= What to do =
a – Decide whether each statement agrees with the passage on dementia care in China, answering yes or no and quoting the deciding words from the passage: (i) The Beijing study gathered data from 71 people with Alzheimer's and their informal caregivers. (ii) Long-term dementia care in China is mainly handled by public institutions. (iii) The researchers were surprised that lower MMSE scores went with more PADL care time.
b – Please carry on the passage on dementia care in China, starting after its last sentence.

China is an extreme country. It is extremely big, with an extremely large population, and an extremely booming economy. It is also home to the largest population of people living with dementia in the world, for a total of over 10 million individuals. This number is probably a lot higher since scientist estimate that 90% of total dementia cases to go undetected in China (read more about it: here).
While the country has greatly developed in recent times, also with regards to healthcare, there is still much to be achieved, especially when it comes to dementia care.
Long-term care of people living with dementia in China is still vastly a private family matter, which means that it can create considerable strain on the finances of a family. How much it can cost, and for how long those costs must be faced, however, is not clear.
A study was conducted in 2010, exploring the average caregiver time and cost of home care for Alzheimer’s disease in Beijing, gathering data from 71 individuals with Alzheimer’s and their informal caregivers.
They found out the following things:
- The care-time dedicated to personal activities of daily life (PADL), such as toilet visits, eating, dressing, grooming, walking and bathing, changed greatly with disease progression. Researchers were able to observe a correlation with lower MMSE (Mini-Mental State Examination) scores and higher PADL time, indicating that the more severe the disease was, the greater caregiver time for PADL activities was. The scientists were not surprised by this, since it can be expected that with greater degree of cognitive decline, a person with dementia will become more dependent.

= Data for analysis =
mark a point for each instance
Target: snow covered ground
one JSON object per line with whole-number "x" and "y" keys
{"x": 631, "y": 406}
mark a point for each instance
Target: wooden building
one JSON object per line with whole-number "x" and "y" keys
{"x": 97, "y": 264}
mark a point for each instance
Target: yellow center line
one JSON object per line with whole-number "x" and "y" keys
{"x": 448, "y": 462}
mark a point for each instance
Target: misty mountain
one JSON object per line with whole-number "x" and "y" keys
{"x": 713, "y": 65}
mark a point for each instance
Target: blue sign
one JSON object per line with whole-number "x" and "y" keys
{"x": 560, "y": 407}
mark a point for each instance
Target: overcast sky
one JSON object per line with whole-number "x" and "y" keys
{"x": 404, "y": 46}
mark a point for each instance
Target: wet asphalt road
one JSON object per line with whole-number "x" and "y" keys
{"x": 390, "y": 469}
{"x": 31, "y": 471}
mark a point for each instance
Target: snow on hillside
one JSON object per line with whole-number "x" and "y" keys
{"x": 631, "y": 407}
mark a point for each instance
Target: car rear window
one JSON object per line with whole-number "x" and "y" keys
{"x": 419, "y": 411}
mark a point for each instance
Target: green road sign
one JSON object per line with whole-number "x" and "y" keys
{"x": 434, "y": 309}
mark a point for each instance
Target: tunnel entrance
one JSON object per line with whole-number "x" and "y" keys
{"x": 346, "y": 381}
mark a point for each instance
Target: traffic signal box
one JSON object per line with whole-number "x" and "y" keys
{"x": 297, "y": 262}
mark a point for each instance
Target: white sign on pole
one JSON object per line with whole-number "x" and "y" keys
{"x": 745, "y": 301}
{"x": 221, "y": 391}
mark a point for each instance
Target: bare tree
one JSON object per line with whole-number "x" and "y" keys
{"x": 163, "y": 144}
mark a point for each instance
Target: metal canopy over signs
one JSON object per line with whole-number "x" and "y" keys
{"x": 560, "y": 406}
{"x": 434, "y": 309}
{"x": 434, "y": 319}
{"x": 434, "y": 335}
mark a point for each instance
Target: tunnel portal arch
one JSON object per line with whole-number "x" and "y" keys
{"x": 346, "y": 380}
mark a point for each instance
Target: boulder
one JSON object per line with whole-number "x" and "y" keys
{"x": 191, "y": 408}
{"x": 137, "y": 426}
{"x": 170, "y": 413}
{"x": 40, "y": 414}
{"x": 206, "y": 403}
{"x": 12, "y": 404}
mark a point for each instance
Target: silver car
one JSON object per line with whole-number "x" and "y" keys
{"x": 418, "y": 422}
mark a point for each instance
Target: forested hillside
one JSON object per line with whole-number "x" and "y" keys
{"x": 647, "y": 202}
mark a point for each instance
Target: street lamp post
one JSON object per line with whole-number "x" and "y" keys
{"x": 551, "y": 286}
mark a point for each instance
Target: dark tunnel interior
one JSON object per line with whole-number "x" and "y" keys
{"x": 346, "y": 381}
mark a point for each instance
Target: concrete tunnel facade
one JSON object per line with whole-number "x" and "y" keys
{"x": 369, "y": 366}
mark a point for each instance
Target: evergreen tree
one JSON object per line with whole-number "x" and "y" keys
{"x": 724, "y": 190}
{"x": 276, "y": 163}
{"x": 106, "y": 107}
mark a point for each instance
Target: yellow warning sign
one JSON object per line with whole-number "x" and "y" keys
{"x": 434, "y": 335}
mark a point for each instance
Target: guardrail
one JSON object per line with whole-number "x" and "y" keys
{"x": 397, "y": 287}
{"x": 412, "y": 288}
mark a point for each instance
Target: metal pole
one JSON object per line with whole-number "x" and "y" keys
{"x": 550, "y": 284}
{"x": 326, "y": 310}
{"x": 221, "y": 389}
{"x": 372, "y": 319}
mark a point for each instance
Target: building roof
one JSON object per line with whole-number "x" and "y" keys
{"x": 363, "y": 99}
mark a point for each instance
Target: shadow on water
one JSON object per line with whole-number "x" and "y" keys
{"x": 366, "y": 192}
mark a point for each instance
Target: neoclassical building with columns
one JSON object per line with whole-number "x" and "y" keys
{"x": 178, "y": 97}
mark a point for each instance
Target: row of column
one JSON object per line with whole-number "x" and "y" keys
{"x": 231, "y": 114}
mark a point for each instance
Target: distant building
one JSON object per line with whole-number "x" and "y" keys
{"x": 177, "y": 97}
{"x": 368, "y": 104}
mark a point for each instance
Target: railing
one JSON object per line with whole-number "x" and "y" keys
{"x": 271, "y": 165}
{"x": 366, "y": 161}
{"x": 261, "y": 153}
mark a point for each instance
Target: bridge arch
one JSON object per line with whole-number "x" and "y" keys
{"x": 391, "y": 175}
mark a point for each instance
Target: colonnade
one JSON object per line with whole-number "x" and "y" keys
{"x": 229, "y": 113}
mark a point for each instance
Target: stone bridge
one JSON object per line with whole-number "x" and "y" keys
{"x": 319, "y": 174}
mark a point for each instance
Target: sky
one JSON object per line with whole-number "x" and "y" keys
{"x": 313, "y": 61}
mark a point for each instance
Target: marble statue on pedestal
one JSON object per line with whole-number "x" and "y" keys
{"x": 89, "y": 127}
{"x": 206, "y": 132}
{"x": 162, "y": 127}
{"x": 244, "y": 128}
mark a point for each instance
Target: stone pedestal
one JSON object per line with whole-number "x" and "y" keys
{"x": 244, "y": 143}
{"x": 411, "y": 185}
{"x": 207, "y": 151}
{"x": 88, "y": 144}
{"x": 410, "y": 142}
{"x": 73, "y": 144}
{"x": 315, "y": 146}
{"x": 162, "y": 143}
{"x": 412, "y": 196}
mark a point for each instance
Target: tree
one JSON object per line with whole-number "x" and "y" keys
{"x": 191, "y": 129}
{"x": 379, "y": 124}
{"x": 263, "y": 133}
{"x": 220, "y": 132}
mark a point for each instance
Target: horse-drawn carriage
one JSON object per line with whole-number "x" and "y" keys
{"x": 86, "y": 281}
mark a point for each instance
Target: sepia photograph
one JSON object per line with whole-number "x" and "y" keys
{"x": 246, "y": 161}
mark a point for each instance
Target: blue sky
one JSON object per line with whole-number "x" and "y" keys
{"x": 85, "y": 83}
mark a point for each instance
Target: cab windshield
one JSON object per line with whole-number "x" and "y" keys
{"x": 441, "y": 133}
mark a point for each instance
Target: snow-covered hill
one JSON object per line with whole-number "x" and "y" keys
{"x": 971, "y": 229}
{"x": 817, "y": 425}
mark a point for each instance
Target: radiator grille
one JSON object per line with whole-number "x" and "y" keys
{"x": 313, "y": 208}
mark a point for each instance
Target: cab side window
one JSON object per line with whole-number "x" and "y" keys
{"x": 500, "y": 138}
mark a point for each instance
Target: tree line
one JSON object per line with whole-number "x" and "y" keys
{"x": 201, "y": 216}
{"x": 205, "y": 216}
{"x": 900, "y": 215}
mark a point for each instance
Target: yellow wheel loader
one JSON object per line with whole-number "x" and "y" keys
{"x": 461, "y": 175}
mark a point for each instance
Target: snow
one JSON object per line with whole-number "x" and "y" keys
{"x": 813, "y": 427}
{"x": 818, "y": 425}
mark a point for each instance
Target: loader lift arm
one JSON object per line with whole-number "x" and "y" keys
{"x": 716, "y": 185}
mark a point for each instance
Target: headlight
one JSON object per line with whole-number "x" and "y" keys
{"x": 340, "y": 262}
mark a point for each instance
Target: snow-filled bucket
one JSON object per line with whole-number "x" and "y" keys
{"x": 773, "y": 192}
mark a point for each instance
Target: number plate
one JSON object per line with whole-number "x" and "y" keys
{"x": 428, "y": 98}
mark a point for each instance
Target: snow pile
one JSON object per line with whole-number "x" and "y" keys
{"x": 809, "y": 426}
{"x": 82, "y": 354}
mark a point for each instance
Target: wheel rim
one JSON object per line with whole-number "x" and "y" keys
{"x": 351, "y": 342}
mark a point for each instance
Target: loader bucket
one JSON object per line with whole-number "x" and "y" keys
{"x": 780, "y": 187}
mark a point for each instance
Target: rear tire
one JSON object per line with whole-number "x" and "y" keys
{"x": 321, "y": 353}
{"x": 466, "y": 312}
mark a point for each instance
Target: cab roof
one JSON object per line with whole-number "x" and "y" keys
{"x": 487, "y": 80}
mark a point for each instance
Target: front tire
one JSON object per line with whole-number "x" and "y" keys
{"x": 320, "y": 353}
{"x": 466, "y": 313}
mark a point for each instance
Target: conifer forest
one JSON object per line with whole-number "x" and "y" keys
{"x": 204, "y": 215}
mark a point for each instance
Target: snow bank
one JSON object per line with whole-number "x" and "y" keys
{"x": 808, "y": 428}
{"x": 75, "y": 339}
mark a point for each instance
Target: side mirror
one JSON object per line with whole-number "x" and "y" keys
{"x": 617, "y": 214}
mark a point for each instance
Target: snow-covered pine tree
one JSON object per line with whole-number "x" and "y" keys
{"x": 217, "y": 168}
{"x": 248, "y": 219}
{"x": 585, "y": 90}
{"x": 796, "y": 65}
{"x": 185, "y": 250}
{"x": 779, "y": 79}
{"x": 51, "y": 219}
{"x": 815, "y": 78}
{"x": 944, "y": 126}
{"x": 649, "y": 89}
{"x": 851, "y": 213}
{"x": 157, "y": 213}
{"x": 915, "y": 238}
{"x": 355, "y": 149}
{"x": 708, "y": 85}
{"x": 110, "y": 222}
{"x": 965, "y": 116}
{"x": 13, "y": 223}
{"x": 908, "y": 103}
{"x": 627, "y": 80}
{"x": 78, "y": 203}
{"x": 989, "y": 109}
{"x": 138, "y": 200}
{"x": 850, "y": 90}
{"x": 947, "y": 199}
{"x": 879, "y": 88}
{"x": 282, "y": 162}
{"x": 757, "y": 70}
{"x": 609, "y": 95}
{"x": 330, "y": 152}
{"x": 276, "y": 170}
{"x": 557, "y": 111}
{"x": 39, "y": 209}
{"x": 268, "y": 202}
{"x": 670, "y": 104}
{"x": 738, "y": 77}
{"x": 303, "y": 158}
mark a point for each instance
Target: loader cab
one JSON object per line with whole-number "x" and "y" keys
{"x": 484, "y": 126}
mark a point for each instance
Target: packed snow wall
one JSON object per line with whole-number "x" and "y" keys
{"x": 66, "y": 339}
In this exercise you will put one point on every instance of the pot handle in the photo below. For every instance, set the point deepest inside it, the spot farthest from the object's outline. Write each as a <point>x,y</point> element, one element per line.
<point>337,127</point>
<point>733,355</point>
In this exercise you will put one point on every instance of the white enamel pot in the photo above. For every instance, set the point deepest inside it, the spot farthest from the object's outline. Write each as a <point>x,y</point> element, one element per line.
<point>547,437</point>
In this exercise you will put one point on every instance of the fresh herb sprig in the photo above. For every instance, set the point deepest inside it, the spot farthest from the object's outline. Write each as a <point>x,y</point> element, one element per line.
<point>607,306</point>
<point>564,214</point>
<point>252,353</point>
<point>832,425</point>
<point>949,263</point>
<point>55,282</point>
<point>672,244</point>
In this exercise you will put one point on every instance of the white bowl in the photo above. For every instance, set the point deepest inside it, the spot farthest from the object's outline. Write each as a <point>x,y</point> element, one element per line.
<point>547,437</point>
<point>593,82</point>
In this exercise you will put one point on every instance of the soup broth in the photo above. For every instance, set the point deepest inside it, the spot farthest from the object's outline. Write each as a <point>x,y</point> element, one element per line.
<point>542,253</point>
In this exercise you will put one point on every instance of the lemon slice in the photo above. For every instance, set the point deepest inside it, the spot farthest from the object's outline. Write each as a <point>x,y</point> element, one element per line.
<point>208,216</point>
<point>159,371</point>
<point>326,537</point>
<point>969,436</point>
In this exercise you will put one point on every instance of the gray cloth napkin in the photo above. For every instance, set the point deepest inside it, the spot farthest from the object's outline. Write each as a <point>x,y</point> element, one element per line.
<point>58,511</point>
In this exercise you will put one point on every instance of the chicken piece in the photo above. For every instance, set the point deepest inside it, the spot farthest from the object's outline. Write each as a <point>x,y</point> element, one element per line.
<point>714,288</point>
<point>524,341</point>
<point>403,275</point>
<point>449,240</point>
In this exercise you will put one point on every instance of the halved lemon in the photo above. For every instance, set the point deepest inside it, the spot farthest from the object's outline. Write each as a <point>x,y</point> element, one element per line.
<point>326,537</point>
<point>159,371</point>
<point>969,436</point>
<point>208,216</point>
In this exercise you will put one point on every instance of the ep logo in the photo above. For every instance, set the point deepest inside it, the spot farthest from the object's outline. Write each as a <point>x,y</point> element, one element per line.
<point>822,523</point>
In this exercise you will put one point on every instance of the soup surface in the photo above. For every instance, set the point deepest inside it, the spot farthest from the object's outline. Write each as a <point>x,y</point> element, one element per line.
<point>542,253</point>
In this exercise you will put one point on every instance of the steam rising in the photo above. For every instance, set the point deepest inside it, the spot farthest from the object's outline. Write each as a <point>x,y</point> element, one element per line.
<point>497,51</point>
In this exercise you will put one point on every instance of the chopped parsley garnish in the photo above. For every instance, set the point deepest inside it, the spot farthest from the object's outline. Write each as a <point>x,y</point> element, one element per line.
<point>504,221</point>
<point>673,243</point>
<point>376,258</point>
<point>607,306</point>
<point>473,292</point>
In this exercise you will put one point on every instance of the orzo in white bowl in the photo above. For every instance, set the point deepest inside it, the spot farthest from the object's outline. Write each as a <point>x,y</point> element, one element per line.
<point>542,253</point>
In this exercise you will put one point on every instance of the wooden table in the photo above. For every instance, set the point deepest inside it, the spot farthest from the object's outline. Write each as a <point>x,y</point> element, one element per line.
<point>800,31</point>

= Outputs for the tasks =
a –
(i) Yes: "gathering data from 71 individuals with Alzheimer’s and their informal caregivers"
(ii) No: "Long-term care of people living with dementia in China is still vastly a private family matter"
(iii) No: "The scientists were not surprised by this"

b –
- The care-time dedicated to instrumental activities of daily life (IADL), such as shopping, food preparation, housekeeping, laundry, transportation, taking medication and managing financial matters, did not show the same degree of variation that PADL time, but this may be due to a series of factors. First of all, many caregivers in China hold the perception that people living with dementia should be protected from social activities and instrumental living, and that family members have the duty to take care of those living with dementia. Second, the total IADL time may be hard to calculate itself, since house-sharing (i.e. food preparation, laundry, finance managing) is very common in China. Third, since caring for a family member in need is considered mandatory, many may consider immoral calculating the time spent for care versus the loss of productivity and leisure.
- Spouses were the family members spending the most time as caregivers, and females tended to spend more time compared to males.
- The average cost of informal care for a person living with dementia was 9,675$/year, higher than what previous studies seemed to indicate. The researchers suggest that this is because previous studies were largely based on self-reports, and feelings of economic loss are not taken into consideration when taking care of a family member in Chinese culture.